# start of Document segment

In medieval times in England vast amounts of land belonged to the Church; other land was owned privately. Indispensable for the survival of small landowners was the common land (Allmende in French), which was collective arable and forest land used for cultivation and for feeding livestock.

Landholders consisted of the nobility, the Church, and royalty. Serfs were allowed to work certain plots of land in exchange for a percentage of the product they produced. While most serfs were farmers, some were craftsmen, such as blacksmiths or millers. In most serfdoms, serfs were legally part of the land, and if the land was sold, they were sold with it. Medieval manors consisted of a manor house, where the landlord, knight, or baron lived, and a village consisting of peasant houses. These homes were actually one-bedroom huts made from wooden beams, mud and straw. Windows were rare and a hole was left in the roof to allow smoke from fires to escape. During the winter months, warmth was made by allowing the farm animals (goats, sheep, chickens, geese, and often cattle) to sleep inside. Whole families slept on a simple straw or wool mat, leaving little privacy.

The lives of serfs were very strenuous. The lord needed to maintain his authority in order to maintain the social structure. The priest was the bedrock of village life and all members of the community were dependent on him for their religious instruction and obligations. The priest could “proclaim [a serf’s duties], more for the society than for the ploughman; such total servitude is indeed useful to everyone.”[1] Lords and priests who were able to insist that the serf’s role was indeed essential and important to the survival of the community often perpetuated this system.

# end of Document segment
# start of Supplied data

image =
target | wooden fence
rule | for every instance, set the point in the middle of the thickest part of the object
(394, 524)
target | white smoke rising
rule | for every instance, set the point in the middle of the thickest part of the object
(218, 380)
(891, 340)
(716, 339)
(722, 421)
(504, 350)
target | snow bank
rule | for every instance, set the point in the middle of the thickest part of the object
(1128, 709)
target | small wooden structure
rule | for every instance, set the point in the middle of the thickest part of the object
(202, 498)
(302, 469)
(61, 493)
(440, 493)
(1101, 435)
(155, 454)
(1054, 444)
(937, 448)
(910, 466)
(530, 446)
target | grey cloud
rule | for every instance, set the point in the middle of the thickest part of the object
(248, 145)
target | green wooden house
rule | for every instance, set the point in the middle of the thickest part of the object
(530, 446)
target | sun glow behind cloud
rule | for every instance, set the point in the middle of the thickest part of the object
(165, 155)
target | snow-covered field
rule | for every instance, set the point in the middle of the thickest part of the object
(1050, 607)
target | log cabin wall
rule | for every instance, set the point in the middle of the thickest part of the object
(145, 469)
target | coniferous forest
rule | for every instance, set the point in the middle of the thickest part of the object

# end of Supplied data

▶ _Challenge A_
From the passage on medieval serfdom, reproduce the text word for word, beginning at the words "In medieval times" and stopping after "for feeding livestock.".
▶ _Challenge B_
In the passage on medieval serfdom, what were the peasant huts built from?

▶ _Correct answer A_
In medieval times in England vast amounts of land belonged to the Church; other land was owned privately. Indispensable for the survival of small landowners was the common land (Allmende in French), which was collective arable and forest land used for cultivation and for feeding livestock.

▶ _Correct answer B_
Wooden beams, mud and straw.